REQUIRED WORK
Omit the images, then output each of the records below exactly.

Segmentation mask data
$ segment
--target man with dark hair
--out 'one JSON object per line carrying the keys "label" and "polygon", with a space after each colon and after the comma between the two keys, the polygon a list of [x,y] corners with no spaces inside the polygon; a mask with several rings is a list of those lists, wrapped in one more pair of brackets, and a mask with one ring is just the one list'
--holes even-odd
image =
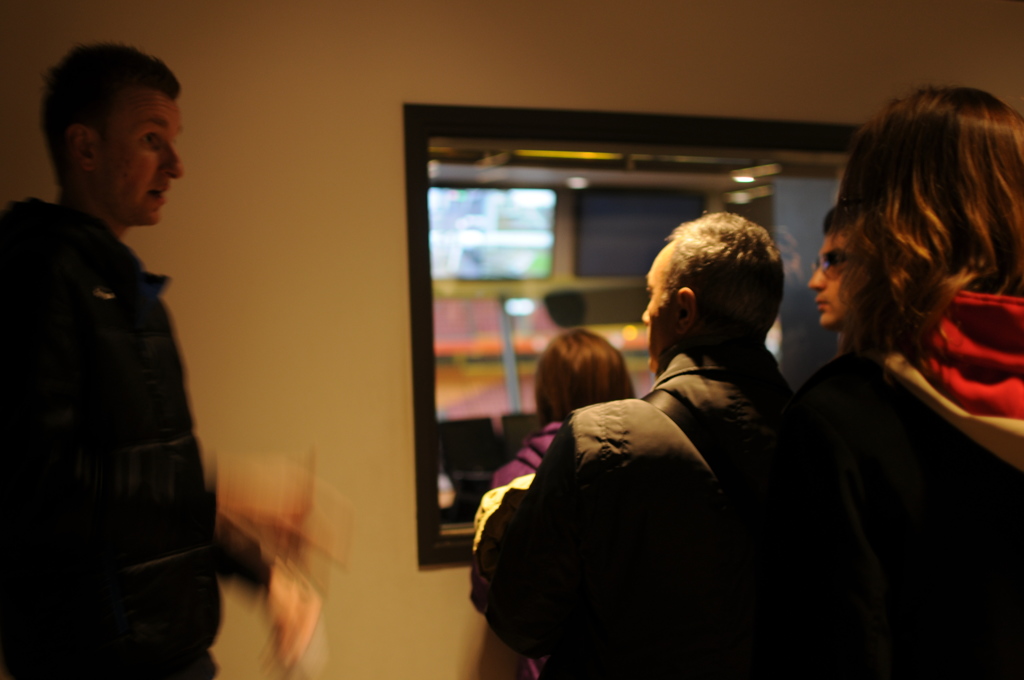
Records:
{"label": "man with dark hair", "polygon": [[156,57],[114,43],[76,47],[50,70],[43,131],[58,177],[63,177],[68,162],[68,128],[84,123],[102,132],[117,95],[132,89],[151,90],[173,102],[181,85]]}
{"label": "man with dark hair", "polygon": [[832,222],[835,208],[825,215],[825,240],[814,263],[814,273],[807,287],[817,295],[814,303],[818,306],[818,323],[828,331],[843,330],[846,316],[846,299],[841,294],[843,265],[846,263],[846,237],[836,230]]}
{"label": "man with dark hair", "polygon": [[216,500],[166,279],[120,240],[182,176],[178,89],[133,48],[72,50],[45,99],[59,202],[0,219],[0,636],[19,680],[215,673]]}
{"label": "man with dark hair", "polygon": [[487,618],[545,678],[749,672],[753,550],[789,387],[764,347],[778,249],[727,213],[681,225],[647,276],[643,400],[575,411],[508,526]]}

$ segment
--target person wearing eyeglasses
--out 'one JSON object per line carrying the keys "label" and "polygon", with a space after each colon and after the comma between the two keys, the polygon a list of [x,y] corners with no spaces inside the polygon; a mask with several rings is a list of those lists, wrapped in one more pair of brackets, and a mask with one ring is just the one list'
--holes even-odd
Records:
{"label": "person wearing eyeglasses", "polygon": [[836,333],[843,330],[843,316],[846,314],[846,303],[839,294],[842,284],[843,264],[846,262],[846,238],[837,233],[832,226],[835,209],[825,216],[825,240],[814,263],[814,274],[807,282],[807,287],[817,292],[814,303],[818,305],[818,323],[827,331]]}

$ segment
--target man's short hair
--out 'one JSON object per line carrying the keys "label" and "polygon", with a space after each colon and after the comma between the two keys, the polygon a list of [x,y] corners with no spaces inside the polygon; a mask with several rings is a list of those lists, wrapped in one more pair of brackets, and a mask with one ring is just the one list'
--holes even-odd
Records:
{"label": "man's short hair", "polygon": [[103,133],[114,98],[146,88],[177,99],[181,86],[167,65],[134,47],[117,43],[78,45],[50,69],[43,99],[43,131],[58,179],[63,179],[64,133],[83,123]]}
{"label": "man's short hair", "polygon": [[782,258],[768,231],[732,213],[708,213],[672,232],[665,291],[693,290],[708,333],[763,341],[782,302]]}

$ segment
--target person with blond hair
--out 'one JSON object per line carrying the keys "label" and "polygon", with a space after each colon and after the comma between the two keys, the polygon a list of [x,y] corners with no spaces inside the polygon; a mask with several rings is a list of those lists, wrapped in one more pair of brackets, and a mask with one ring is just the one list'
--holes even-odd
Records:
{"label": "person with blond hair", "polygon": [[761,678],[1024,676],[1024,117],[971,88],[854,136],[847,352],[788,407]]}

OUTPUT FOR THIS TASK
$ segment
--target man with dark hair
--out 'one JSON object per line carrying the keys "label" and "polygon", with a space after each colon and after the comma between the two keys, the polygon a list of [x,y] corners with no spaces inside the polygon; a mask with several rings is a list of those lists, wrapped in one more pair of brackets, and a mask with one ring is just the one list'
--holes even-odd
image =
Records:
{"label": "man with dark hair", "polygon": [[156,57],[114,43],[76,47],[50,70],[43,131],[58,177],[63,177],[68,162],[68,128],[84,123],[102,132],[117,95],[132,89],[151,90],[173,102],[181,85]]}
{"label": "man with dark hair", "polygon": [[832,222],[835,208],[825,215],[825,240],[814,263],[814,273],[807,287],[817,295],[814,303],[818,306],[818,323],[828,331],[843,330],[846,316],[846,299],[841,294],[843,265],[846,263],[846,237],[836,230]]}
{"label": "man with dark hair", "polygon": [[216,500],[166,279],[120,240],[182,176],[178,89],[133,48],[72,50],[45,99],[59,202],[0,219],[0,636],[19,680],[215,673]]}
{"label": "man with dark hair", "polygon": [[487,618],[545,678],[749,672],[753,550],[789,387],[764,347],[778,249],[727,213],[681,225],[647,276],[643,400],[575,411],[508,526]]}

$ segment
--target person wearing eyeglasses
--out 'one JSON object per line carrying the keys "label" and "polygon", with a space after each colon and after the comma between the two keys, the polygon a list of [x,y] corners with no spaces inside the polygon; a mask with several rings is a list of those lists, wrapped in one more pair of brackets, and a mask with one ring is just the one list'
--holes even-odd
Records:
{"label": "person wearing eyeglasses", "polygon": [[836,333],[843,330],[843,316],[846,314],[846,303],[839,294],[842,284],[843,264],[846,262],[846,238],[837,233],[832,226],[835,209],[825,216],[825,240],[814,263],[814,274],[807,282],[807,287],[817,292],[814,303],[818,305],[818,323],[827,331]]}

$ segment
--target man's short hair
--out 'one JSON object per line carrying the keys "label" and "polygon", with a space after each colon and after the comma between the two keys, the polygon a list of [x,y] corners with no spaces inside the polygon; a mask with several rings is a list of those lists, wrapped in one more pair of brackets, and a mask with one ring is just the one list'
--holes even-odd
Records:
{"label": "man's short hair", "polygon": [[103,133],[114,98],[146,88],[177,99],[181,86],[167,65],[134,47],[117,43],[78,45],[50,69],[43,99],[43,131],[58,179],[63,179],[64,133],[83,123]]}
{"label": "man's short hair", "polygon": [[782,258],[768,231],[732,213],[708,213],[672,232],[665,291],[693,290],[708,333],[763,341],[782,302]]}

$ segment
--target person with blond hair
--out 'one JSON object per line carrying the keys "label" and "polygon", with a space after each colon and after the comma between the two keys, the polygon a list of [x,y] corners with no spaces inside the polygon; a mask with several rings is a list of those lists, wrapped in one more pair of brackets, and a mask with one ring is just the one list'
--holes even-odd
Records:
{"label": "person with blond hair", "polygon": [[761,678],[1024,676],[1024,117],[971,88],[854,136],[847,352],[788,407]]}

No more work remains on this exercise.